## Problem
The line with "A single point marks each instance of the baroque", the line with "A single point marks each instance of the woman", and all lines between them in the material below: return these exactly, and no others.

## Material supplied
--------
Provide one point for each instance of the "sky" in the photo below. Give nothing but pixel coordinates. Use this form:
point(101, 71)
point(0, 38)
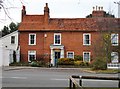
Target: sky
point(58, 8)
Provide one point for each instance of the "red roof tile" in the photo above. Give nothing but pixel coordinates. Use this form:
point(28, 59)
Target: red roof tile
point(36, 23)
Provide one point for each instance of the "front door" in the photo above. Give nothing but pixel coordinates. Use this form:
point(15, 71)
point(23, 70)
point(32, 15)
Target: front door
point(57, 56)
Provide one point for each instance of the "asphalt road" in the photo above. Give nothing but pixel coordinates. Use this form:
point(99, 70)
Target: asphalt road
point(50, 77)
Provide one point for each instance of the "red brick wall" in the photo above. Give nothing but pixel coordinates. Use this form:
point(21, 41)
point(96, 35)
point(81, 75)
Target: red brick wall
point(72, 41)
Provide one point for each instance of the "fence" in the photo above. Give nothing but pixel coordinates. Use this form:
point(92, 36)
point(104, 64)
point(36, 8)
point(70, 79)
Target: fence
point(73, 84)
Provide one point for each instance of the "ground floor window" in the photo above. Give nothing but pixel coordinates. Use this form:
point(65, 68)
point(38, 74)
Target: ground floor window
point(31, 55)
point(114, 57)
point(86, 56)
point(70, 55)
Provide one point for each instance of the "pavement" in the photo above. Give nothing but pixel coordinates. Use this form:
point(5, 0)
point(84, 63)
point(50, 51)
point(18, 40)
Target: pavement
point(8, 68)
point(87, 70)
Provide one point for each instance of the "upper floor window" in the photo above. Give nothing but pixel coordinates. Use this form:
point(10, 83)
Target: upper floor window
point(114, 57)
point(70, 55)
point(32, 39)
point(86, 39)
point(86, 56)
point(12, 39)
point(114, 39)
point(57, 39)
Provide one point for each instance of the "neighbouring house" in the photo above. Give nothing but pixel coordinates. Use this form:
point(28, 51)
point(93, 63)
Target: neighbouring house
point(42, 37)
point(9, 49)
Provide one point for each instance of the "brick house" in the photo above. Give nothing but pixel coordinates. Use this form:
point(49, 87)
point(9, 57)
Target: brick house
point(63, 37)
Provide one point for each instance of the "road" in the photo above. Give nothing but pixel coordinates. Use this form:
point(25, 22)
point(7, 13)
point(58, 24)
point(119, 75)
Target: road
point(50, 77)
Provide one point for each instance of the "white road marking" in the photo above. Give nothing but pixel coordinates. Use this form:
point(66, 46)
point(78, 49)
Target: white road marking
point(14, 77)
point(58, 79)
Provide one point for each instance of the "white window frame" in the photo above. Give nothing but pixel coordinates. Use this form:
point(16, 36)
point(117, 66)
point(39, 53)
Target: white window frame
point(32, 52)
point(113, 53)
point(70, 52)
point(30, 39)
point(54, 38)
point(85, 39)
point(11, 40)
point(116, 41)
point(89, 56)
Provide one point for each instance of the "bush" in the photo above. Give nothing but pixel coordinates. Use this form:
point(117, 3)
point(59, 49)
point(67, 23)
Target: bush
point(99, 64)
point(78, 58)
point(77, 63)
point(19, 64)
point(65, 61)
point(81, 64)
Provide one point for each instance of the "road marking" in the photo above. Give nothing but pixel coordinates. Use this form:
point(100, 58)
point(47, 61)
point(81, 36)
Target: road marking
point(58, 79)
point(14, 77)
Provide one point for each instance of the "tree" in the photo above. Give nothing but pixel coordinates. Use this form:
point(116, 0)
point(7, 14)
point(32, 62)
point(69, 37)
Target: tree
point(102, 46)
point(5, 31)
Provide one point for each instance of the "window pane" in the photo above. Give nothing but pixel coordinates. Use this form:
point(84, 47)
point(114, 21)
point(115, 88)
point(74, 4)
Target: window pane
point(70, 55)
point(86, 39)
point(86, 57)
point(32, 39)
point(114, 57)
point(57, 39)
point(31, 55)
point(12, 39)
point(114, 39)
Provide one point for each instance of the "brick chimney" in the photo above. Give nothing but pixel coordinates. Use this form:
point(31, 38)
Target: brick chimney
point(23, 12)
point(46, 14)
point(98, 12)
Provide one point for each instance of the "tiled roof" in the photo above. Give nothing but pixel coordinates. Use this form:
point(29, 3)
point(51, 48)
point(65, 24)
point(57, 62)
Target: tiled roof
point(36, 23)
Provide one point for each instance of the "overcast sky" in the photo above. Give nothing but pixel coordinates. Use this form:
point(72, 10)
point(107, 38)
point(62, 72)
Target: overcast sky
point(58, 8)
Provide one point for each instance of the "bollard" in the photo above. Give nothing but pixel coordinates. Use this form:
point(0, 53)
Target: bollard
point(80, 81)
point(70, 84)
point(119, 83)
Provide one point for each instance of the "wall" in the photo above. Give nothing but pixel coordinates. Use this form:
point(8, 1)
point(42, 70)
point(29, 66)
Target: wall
point(6, 48)
point(72, 41)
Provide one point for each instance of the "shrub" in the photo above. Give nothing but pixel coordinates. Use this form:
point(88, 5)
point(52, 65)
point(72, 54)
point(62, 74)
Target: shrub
point(99, 64)
point(81, 64)
point(77, 63)
point(65, 61)
point(78, 58)
point(19, 64)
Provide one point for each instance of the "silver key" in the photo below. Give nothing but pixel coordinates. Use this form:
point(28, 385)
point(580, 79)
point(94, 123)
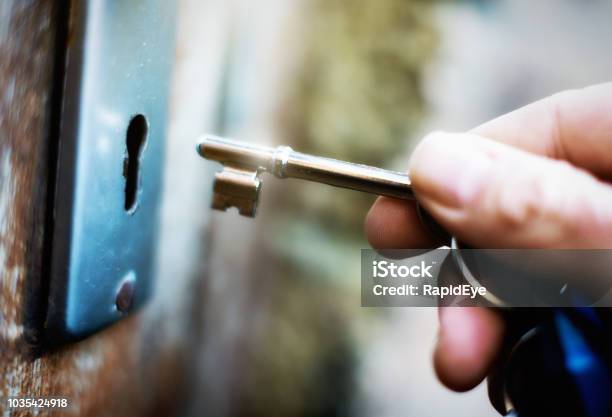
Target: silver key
point(239, 184)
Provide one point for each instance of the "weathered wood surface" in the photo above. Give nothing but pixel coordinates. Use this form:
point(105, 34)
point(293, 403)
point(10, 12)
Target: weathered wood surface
point(133, 368)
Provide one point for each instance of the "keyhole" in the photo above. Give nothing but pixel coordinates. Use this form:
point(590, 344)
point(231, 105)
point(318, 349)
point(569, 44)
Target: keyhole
point(135, 140)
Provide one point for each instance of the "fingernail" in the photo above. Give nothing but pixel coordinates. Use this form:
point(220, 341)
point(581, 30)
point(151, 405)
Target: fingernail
point(449, 168)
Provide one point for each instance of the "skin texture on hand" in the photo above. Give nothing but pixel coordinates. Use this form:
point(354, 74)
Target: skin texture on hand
point(534, 178)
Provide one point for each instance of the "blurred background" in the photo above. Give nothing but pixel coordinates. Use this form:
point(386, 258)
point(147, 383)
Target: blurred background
point(275, 300)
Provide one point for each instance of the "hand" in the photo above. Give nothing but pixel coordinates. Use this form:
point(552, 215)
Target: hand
point(534, 178)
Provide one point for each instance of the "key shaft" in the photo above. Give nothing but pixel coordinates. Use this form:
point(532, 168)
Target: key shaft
point(283, 162)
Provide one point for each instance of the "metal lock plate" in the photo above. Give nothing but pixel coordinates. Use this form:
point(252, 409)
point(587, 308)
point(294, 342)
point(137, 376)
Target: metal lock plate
point(108, 186)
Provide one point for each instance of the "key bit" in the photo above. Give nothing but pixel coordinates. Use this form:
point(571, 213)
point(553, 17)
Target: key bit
point(238, 184)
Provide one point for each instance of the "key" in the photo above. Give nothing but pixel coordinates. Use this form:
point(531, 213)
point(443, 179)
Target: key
point(238, 184)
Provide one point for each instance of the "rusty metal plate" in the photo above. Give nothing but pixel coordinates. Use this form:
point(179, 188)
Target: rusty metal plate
point(108, 186)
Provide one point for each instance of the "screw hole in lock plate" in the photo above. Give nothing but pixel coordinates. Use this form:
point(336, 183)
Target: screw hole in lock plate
point(136, 138)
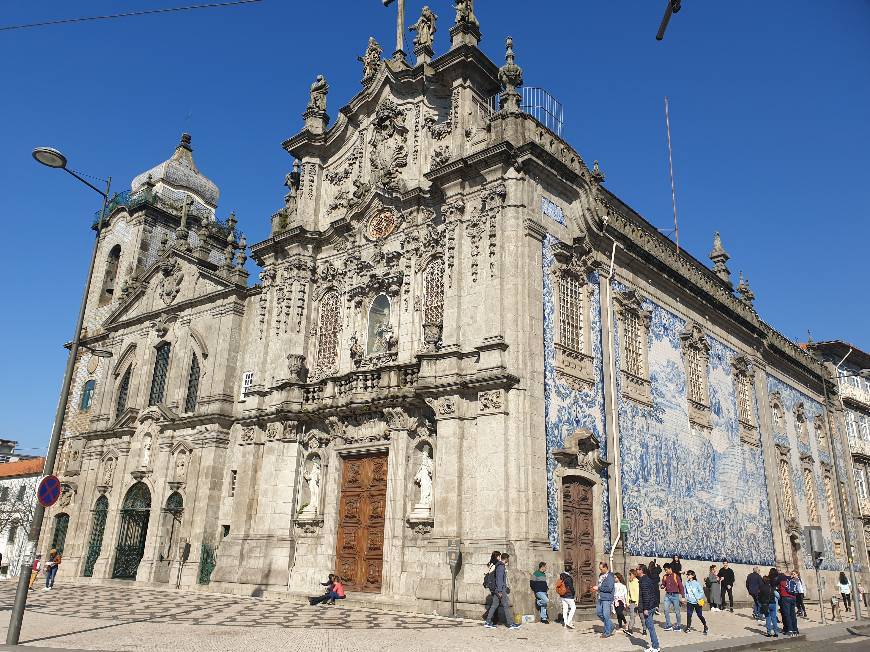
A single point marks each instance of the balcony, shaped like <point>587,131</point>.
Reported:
<point>539,104</point>
<point>848,390</point>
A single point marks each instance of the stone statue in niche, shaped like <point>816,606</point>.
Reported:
<point>146,451</point>
<point>425,28</point>
<point>317,101</point>
<point>423,478</point>
<point>312,477</point>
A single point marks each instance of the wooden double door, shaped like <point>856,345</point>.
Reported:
<point>578,536</point>
<point>360,547</point>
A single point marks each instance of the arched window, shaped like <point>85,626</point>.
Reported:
<point>192,385</point>
<point>123,391</point>
<point>433,292</point>
<point>328,331</point>
<point>87,395</point>
<point>158,378</point>
<point>107,293</point>
<point>380,332</point>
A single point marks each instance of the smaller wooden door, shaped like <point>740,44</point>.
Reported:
<point>360,546</point>
<point>578,536</point>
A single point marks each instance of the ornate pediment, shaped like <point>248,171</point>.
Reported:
<point>170,284</point>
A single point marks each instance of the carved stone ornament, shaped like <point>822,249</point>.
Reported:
<point>444,406</point>
<point>170,283</point>
<point>581,450</point>
<point>491,401</point>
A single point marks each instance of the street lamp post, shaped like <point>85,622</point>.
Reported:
<point>54,159</point>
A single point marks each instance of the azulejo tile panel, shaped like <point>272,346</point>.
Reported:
<point>686,490</point>
<point>567,409</point>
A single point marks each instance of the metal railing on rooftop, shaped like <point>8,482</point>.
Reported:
<point>539,104</point>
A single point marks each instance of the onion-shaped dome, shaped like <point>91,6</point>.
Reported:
<point>178,177</point>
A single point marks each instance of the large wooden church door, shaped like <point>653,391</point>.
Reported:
<point>360,547</point>
<point>578,536</point>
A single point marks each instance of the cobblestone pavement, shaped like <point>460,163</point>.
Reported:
<point>126,617</point>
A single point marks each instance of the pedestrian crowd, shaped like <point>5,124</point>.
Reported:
<point>625,603</point>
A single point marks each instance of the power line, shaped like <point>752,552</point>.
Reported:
<point>144,12</point>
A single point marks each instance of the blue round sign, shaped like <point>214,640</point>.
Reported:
<point>49,491</point>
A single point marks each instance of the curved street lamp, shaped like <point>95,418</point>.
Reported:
<point>53,158</point>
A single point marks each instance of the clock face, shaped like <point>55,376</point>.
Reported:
<point>382,224</point>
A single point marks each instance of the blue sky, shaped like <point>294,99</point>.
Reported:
<point>769,105</point>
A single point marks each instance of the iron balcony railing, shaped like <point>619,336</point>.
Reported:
<point>539,104</point>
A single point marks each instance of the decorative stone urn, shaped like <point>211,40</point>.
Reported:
<point>432,335</point>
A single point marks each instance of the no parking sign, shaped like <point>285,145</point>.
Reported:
<point>49,491</point>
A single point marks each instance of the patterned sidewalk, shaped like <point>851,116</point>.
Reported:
<point>125,617</point>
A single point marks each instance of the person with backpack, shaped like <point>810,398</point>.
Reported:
<point>51,568</point>
<point>674,591</point>
<point>845,588</point>
<point>694,601</point>
<point>604,591</point>
<point>633,600</point>
<point>726,584</point>
<point>538,584</point>
<point>767,600</point>
<point>800,589</point>
<point>649,600</point>
<point>565,589</point>
<point>753,586</point>
<point>500,599</point>
<point>787,588</point>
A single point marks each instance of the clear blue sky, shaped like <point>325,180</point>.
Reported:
<point>769,118</point>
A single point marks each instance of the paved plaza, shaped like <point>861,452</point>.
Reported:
<point>125,617</point>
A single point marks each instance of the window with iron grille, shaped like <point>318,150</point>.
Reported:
<point>696,375</point>
<point>328,331</point>
<point>192,385</point>
<point>570,313</point>
<point>788,494</point>
<point>633,345</point>
<point>832,506</point>
<point>433,292</point>
<point>247,383</point>
<point>158,378</point>
<point>810,491</point>
<point>744,397</point>
<point>123,392</point>
<point>87,395</point>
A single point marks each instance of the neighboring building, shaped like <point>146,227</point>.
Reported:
<point>18,481</point>
<point>435,353</point>
<point>854,391</point>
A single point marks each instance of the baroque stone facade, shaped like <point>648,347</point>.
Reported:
<point>439,350</point>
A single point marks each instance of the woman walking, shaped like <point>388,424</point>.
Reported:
<point>845,590</point>
<point>620,600</point>
<point>565,589</point>
<point>767,600</point>
<point>714,590</point>
<point>694,601</point>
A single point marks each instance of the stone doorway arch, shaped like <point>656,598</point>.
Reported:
<point>135,512</point>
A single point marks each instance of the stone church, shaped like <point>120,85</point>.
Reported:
<point>459,338</point>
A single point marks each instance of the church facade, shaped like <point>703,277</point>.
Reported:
<point>459,338</point>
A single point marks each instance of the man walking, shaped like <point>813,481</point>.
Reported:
<point>538,584</point>
<point>726,583</point>
<point>649,600</point>
<point>674,593</point>
<point>753,587</point>
<point>604,589</point>
<point>500,595</point>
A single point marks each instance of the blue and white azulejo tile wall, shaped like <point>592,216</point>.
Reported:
<point>698,493</point>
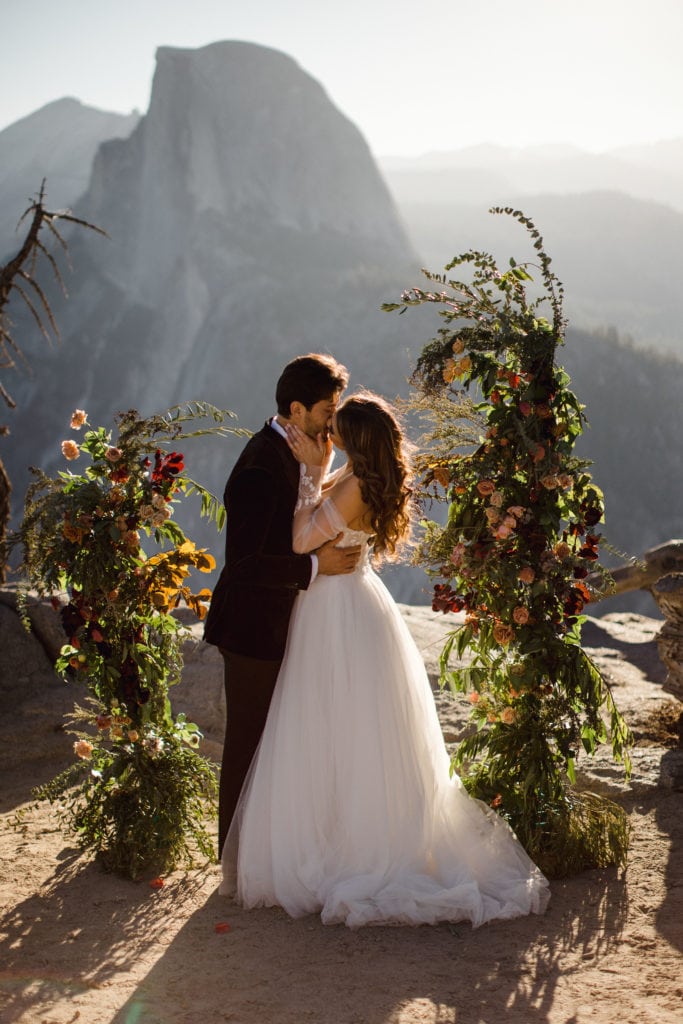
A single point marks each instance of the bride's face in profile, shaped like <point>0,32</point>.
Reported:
<point>335,436</point>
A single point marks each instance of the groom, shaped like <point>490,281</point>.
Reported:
<point>251,606</point>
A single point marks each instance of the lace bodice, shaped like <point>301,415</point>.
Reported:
<point>317,519</point>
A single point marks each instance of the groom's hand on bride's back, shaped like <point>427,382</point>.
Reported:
<point>336,561</point>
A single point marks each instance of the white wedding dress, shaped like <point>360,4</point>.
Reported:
<point>349,808</point>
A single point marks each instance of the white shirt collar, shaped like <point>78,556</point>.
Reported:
<point>276,427</point>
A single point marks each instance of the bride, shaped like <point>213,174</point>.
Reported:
<point>349,808</point>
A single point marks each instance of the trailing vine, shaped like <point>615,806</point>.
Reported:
<point>138,794</point>
<point>515,553</point>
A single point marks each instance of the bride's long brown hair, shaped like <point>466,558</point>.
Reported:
<point>379,455</point>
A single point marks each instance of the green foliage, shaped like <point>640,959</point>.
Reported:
<point>515,552</point>
<point>139,793</point>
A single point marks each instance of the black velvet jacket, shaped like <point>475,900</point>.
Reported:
<point>252,602</point>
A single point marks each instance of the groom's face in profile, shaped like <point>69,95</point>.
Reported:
<point>317,419</point>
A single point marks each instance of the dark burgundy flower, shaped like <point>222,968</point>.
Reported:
<point>167,467</point>
<point>72,619</point>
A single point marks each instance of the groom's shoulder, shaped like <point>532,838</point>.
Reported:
<point>260,452</point>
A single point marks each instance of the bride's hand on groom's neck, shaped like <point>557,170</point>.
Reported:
<point>313,452</point>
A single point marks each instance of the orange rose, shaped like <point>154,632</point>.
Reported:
<point>485,487</point>
<point>503,634</point>
<point>83,749</point>
<point>78,418</point>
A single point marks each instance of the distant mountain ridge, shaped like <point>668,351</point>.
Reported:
<point>58,141</point>
<point>249,222</point>
<point>492,173</point>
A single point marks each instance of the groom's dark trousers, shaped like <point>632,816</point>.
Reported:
<point>249,686</point>
<point>252,602</point>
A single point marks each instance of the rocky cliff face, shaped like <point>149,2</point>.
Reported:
<point>248,223</point>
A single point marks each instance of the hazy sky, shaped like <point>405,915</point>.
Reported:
<point>415,77</point>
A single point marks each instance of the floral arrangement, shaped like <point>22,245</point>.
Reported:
<point>138,794</point>
<point>518,554</point>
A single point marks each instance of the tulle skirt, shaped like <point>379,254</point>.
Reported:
<point>349,808</point>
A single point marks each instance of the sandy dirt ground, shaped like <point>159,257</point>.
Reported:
<point>77,944</point>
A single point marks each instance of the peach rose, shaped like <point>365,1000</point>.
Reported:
<point>70,450</point>
<point>131,539</point>
<point>78,418</point>
<point>160,516</point>
<point>503,634</point>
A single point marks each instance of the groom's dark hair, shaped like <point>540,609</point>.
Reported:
<point>309,379</point>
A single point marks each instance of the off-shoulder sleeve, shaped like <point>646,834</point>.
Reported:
<point>314,520</point>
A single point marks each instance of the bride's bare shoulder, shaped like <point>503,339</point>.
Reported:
<point>348,500</point>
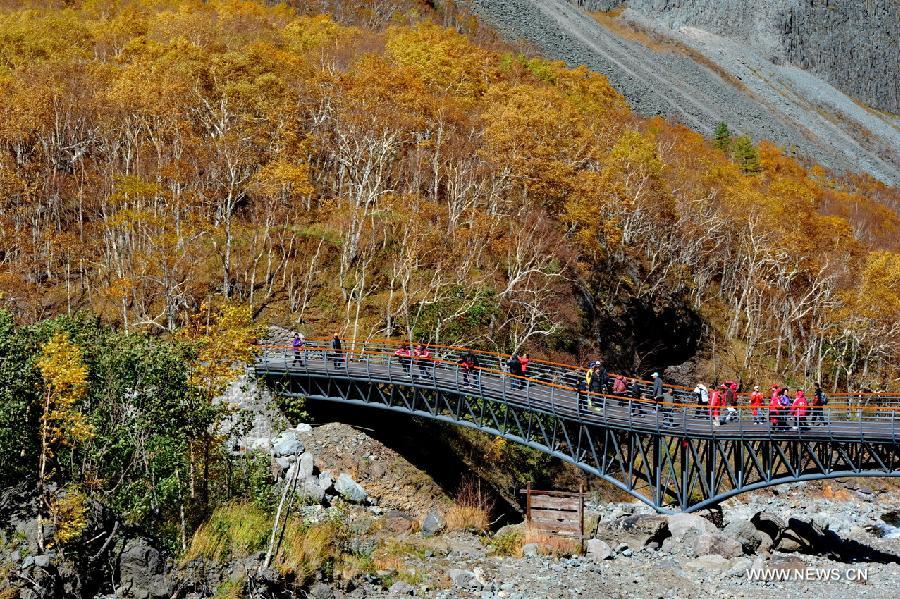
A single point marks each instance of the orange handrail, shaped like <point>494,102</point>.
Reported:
<point>590,394</point>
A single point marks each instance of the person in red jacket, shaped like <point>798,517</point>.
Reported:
<point>799,409</point>
<point>755,405</point>
<point>715,403</point>
<point>423,359</point>
<point>775,408</point>
<point>403,356</point>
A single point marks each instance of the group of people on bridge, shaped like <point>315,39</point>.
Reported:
<point>721,405</point>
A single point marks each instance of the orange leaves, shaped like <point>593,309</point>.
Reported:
<point>65,384</point>
<point>223,339</point>
<point>443,58</point>
<point>309,33</point>
<point>877,295</point>
<point>539,137</point>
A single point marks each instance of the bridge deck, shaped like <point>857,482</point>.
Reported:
<point>841,422</point>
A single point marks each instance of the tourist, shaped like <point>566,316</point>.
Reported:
<point>604,376</point>
<point>784,407</point>
<point>820,400</point>
<point>337,351</point>
<point>729,400</point>
<point>297,344</point>
<point>701,395</point>
<point>403,356</point>
<point>468,364</point>
<point>799,409</point>
<point>637,407</point>
<point>775,408</point>
<point>715,404</point>
<point>620,388</point>
<point>657,387</point>
<point>423,358</point>
<point>756,405</point>
<point>596,387</point>
<point>515,369</point>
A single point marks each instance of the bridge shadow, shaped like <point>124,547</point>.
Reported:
<point>839,548</point>
<point>428,446</point>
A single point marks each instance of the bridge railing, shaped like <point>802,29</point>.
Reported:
<point>554,392</point>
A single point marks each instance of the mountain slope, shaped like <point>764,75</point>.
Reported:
<point>700,78</point>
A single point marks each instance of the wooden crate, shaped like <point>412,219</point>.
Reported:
<point>558,513</point>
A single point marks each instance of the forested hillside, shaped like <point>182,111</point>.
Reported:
<point>393,171</point>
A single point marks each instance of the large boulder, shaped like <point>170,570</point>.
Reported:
<point>141,572</point>
<point>769,523</point>
<point>638,531</point>
<point>433,523</point>
<point>309,490</point>
<point>681,524</point>
<point>803,536</point>
<point>349,489</point>
<point>598,550</point>
<point>751,540</point>
<point>286,444</point>
<point>717,544</point>
<point>398,522</point>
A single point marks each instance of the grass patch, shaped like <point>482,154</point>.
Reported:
<point>306,550</point>
<point>552,544</point>
<point>508,543</point>
<point>473,508</point>
<point>236,530</point>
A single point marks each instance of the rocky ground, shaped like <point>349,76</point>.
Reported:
<point>399,537</point>
<point>700,78</point>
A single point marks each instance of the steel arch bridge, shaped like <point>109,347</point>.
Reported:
<point>670,455</point>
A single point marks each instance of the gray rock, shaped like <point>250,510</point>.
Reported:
<point>461,578</point>
<point>310,490</point>
<point>756,96</point>
<point>748,536</point>
<point>305,464</point>
<point>42,561</point>
<point>598,550</point>
<point>707,562</point>
<point>718,544</point>
<point>739,568</point>
<point>769,523</point>
<point>681,524</point>
<point>349,489</point>
<point>286,444</point>
<point>636,531</point>
<point>401,588</point>
<point>320,590</point>
<point>260,443</point>
<point>141,572</point>
<point>433,523</point>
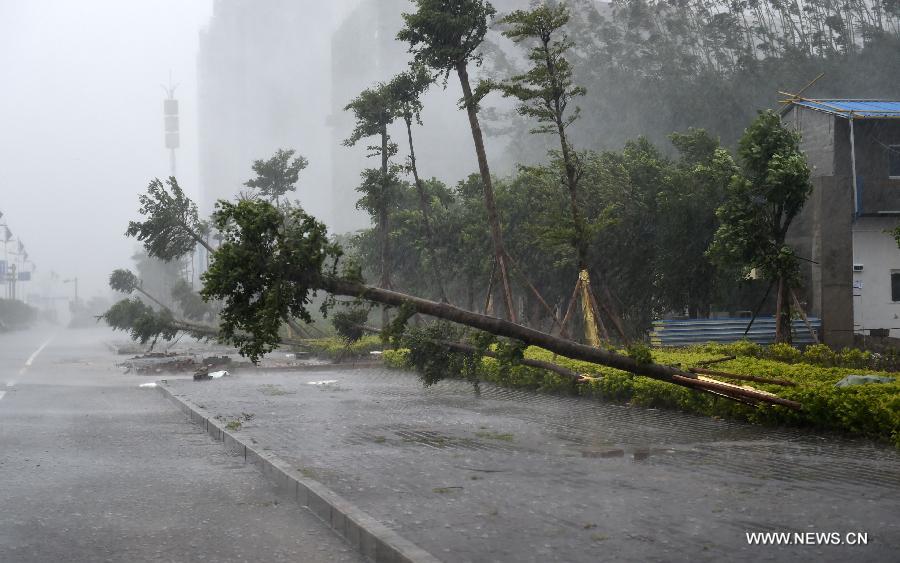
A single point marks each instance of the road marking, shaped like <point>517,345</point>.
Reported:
<point>32,357</point>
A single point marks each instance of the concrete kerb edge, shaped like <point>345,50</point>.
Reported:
<point>367,535</point>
--------
## Answer space
A single point marks each instance of the baroque stone facade, shaped like <point>648,347</point>.
Reported:
<point>439,350</point>
A single point marks each instance of the woman walking, shaped like <point>388,424</point>.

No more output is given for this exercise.